───── Source document ─────
Even in Florida, lawns and landscapes take a break during the winter and naturally go dormant. During December, January and February, landscapes typically need less irrigation, so now is a great time to train your lawn to sip water instead of guzzling it.
On Dec. 3, the St. Johns River Water Management District launched its winter “Skip A Week” water conservation campaign and is asking everyone to voluntarily skip every other week of lawn watering. If property owners who irrigate skipped every other week of watering this winter, North and East-Central Florida could save more than a billion gallons of water. An added benefit is the reduction of irrigation water that runs off our lawns and carries nutrients with it to natural waterbodies such as the St. Johns River and Doctors Lake.
───── Records provided ─────
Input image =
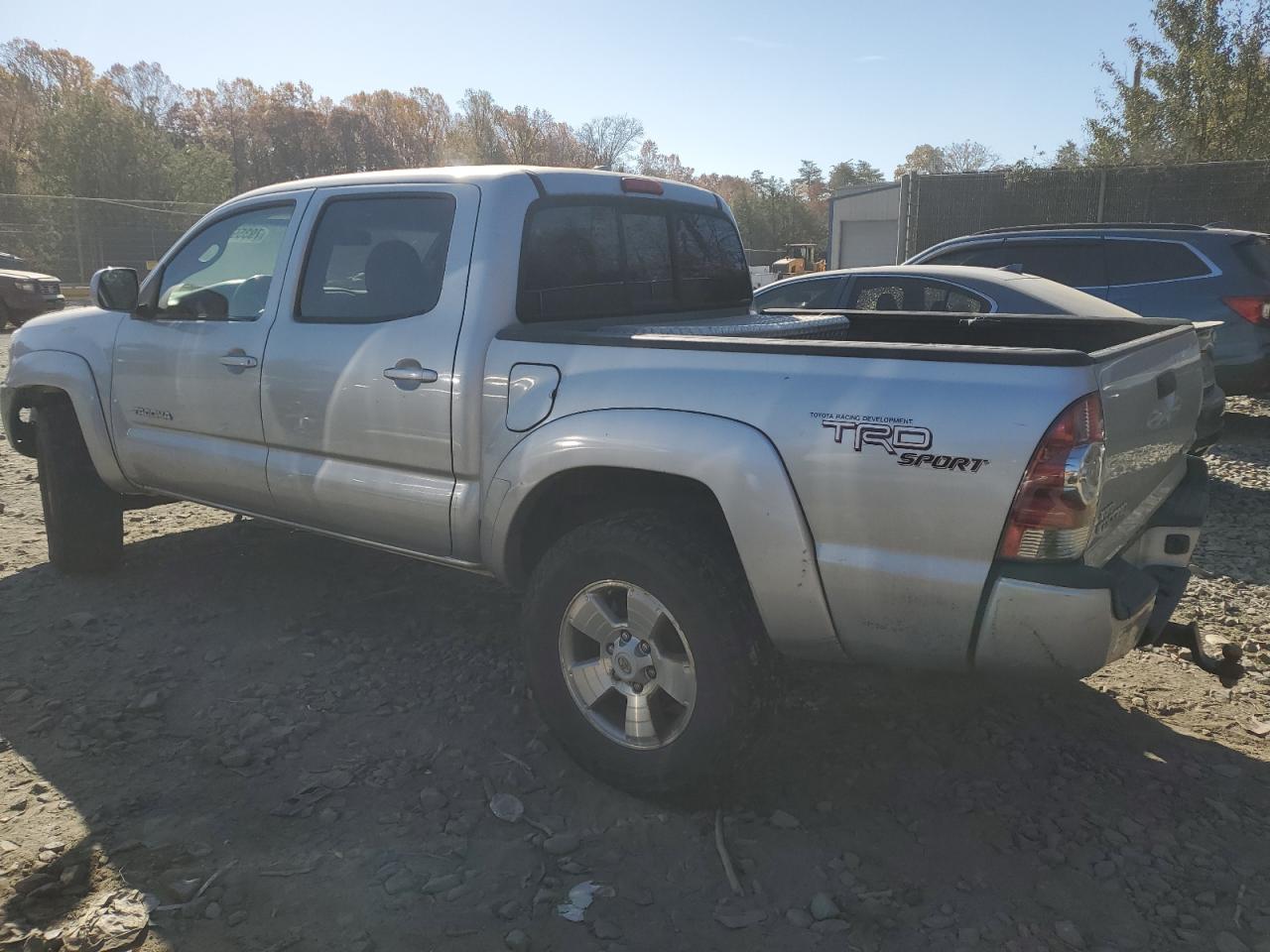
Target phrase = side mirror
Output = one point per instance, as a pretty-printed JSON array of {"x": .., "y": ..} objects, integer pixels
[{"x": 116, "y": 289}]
─────
───── Records provided ─────
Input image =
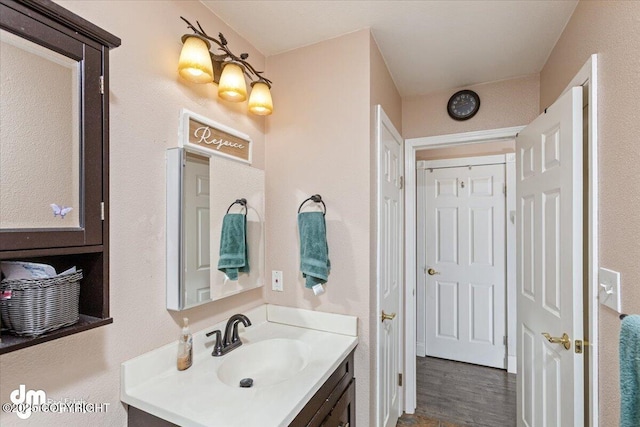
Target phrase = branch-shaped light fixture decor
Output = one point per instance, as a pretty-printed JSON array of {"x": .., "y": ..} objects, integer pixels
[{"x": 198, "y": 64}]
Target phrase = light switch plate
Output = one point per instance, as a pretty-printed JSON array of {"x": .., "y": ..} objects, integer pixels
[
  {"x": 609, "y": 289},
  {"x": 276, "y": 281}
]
─────
───── Records provided ─────
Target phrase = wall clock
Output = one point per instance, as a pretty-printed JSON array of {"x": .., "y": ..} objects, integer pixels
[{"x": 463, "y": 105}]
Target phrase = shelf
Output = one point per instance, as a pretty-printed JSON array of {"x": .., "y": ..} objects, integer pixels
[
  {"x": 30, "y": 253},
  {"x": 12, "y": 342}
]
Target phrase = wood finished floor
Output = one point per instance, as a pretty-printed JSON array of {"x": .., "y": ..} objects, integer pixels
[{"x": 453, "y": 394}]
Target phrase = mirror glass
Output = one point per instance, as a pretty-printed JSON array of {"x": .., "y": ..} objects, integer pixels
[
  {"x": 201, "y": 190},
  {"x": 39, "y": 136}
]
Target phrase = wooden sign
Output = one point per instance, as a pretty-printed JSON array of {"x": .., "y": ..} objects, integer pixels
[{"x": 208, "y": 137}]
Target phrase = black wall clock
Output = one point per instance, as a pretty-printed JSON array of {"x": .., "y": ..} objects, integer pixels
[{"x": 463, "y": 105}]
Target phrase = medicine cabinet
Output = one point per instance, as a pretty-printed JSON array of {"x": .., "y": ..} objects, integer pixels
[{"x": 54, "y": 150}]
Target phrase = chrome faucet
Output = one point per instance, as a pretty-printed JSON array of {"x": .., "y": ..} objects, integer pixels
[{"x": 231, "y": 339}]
─────
Resume the text on the St. Johns River Water Management District's winter "Skip A Week" lawn-watering campaign, picking up after its last sentence.

We are pleased that Clay County Utility Authority is joining us in the Skip A Week campaign. CCUA has been an outstanding utility partner on numerous cost-share projects and water conservation initiatives. CCUA also is a leader in expanding the reuse of reclaimed water (highly treated wastewater) in Northeast Florida, which saves fresh drinkable water for use in homes and businesses and provides a safe, environmentally responsible alternative to wastewater disposal. We applaud CCUA’s leadership and welcome them as a partner in this annual winter water conservation awareness effort.
Lawn and landscape irrigation accounts for more than half of all residential water use, so it is important to follow year-round watering restrictions that help ensure the efficient use of water. Research shows, one-half to three-quarters of an inch of water per irrigation zone every 10–14 days is sufficient during winter months.
Skipping every other week is as easy as manually turning off your irrigation system. Using less water encourages roots to grow deeper, which makes them more drought-tolerant and less susceptible to pests and disease. However, if you see signs that your grass needs water, such as wilting blades, manually turn on your irrigation system, saturate the root zone and then let the soil dry, which encourages healthy, deep root growth.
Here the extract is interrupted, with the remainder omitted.